Von Klaus Pokatzky

Die „Berliner Zeitung“ und die „Welt“ bemühen sich um eine kritische Würdigung von Kurt Demmler. Der „ehemals populärste Liedermacher der DDR“ hatte sich in der Untersuchungshaft in Berlin das Leben genommen. Demmler war wegen Kindesmissbrauchs angeklagt. Und die „Neue Zürcher Zeitung“ listet die Fehltritte von Papst Benedikt XVI. auf.
„Er hatte tatsächlich etwas Einzigartiges.“

Das lesen wir in der BERLINER ZEITUNG über Kurt Demmler, der sich in der Nacht zu Dienstag in der Untersuchungshaft in Berlin das Leben genommen hat: der „ehemals populärste Liedermacher der DDR“, wie ihn die Tageszeitung DIE WELT nennt. Im Kriminalgericht Moabit stand er wegen Kindesmissbrauchs vor Gericht und musste mit einer Haftstrafe rechnen. „Wie soll man da mit Anstand einen Nachruf formulieren?“, fragt in der WELT Michael Pilz und versucht es dann. Manche seiner Lieder kannte in der DDR jeder, schreibt Michael Pilz,

„sang auch jeder. Nina Hagens Schlager ‚Du hast den Farbfilm vergessen‘, ‚König der Welt‘ von Karat und ‚Wer die Rose ehrt‘ von Renft. Frank Schöbel sang Kurt Demmler. Wie die Puhdys, Pankow, Silly, Wolfgang Lippert und Dean Reed, wie Karel Gott und Katja Ebstein auf der anderen Seite der Mauer.“

In der BERLINER ZEITUNG versuchen Sabine Deckwerth und Abini Zöllner die Gratwanderung. Den offensichtlichen Opfern gerecht zu werden und den anständigen Nachruf zu formulieren.

ZU BEARBEITENDE AUFGABEN:
**1)** In welchem Gericht stand Kurt Demmler laut der Presseschau zu Kurt Demmler wegen Kindesmissbrauchs vor Gericht?
**2)** Gib aus der Presseschau zu Kurt Demmler den Abschnitt zwischen „In der BERLINER ZEITUNG versuchen“ und „Nachruf zu formulieren.“ einschließlich wortgetreu wieder.
**3)** Schreibe die Presseschau zu Kurt Demmler im Anschluss an ihren letzten Satz weiter.

DATEN ZUR AUSWERTUNG:
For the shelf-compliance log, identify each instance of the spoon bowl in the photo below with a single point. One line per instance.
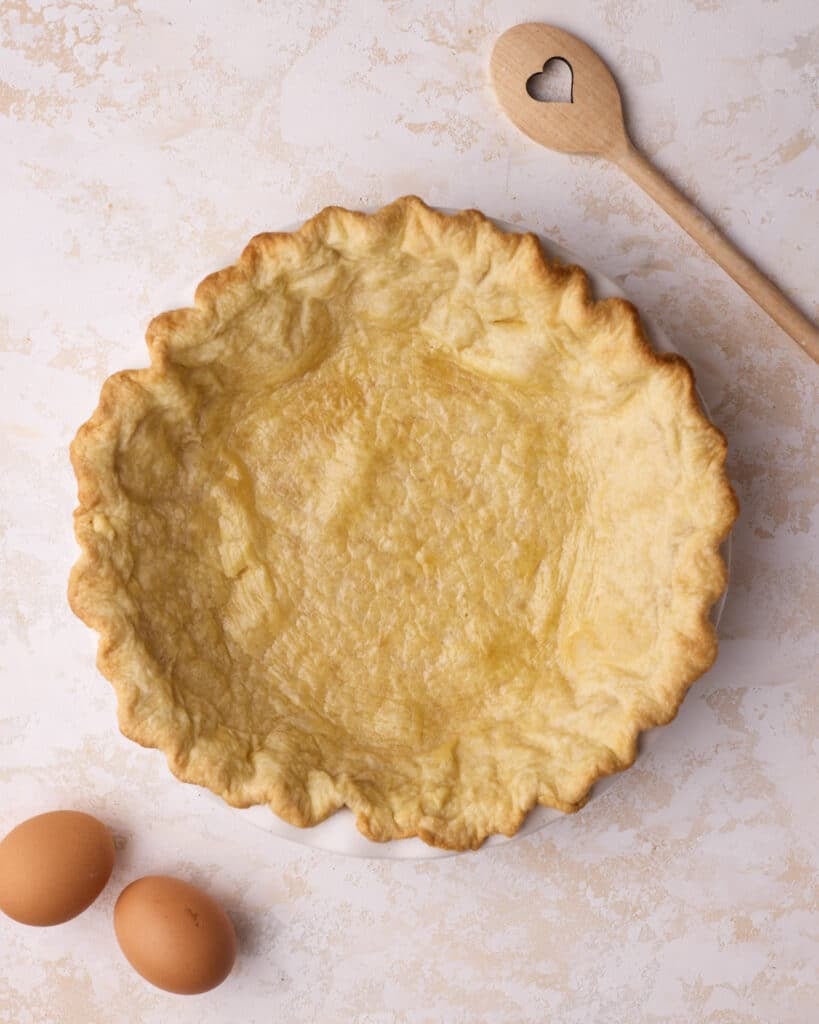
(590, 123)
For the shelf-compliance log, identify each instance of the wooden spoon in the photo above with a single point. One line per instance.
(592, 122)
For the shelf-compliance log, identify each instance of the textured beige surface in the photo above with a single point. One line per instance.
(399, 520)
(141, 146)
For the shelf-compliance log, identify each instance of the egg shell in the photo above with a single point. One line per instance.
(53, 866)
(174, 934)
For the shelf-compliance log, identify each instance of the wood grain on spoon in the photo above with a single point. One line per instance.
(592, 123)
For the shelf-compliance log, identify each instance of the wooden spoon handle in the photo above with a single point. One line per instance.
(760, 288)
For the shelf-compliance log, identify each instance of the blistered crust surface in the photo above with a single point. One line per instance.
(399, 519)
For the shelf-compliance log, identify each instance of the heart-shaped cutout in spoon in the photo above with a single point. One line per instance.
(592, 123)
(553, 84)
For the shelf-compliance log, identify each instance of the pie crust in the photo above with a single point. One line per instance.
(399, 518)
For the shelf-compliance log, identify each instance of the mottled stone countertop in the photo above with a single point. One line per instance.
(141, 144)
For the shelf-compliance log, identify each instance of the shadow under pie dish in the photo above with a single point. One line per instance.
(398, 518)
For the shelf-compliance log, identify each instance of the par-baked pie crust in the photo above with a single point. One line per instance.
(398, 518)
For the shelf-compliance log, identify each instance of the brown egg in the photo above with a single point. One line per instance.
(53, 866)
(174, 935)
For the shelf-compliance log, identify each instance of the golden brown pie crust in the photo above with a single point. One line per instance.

LÖSUNGEN SIEHE UNTEN:
**1)** Im Kriminalgericht Moabit.

**2)**
In der BERLINER ZEITUNG versuchen Sabine Deckwerth und Abini Zöllner die Gratwanderung. Den offensichtlichen Opfern gerecht zu werden und den anständigen Nachruf zu formulieren.

**3)**
„In dem Prozess vor dem Landgericht, der im Januar begann, ging es um den sexuellen Missbrauch von sechs Mädchen im Alter von zehn bis 14 Jahren.“

Das war die eine Seite. Und die andere war diese:

„1976 zählte er zu den Mitunterzeichnern der Protestresolution, die sich gegen die Ausbürgerung des Liedermachers Wolf Biermann wandte. 1985 erhielt er den Nationalpreis der DDR. Im Wendeherbst 1989 gehörte er zu jenen, die unter die Resolution der Rockmusiker ihren Namen setzten. Bei der großen Demonstration in Ost-Berlin am 4. November 1989 trat Demmler auf dem Alexanderplatz auf und sang seinen Stasi-Spottsong ‚Irgendeiner ist immer dabei‘.“

Und die WELT beendet ihren Nachruf mit dem letzten Lied, das Kurt Demmler auf seiner Homepage vorgestellt hat, vom vergangenen Sommer:

„Mein Wort möchte Richtung/ Zwar geben und Sinn/ Aber seine Gewichtung schlägt mich selber lang hin.“

Die NEUE ZÜRCHER ZEITUNG nimmt Abschied von einem Wir-Gefühl der besonderen Art.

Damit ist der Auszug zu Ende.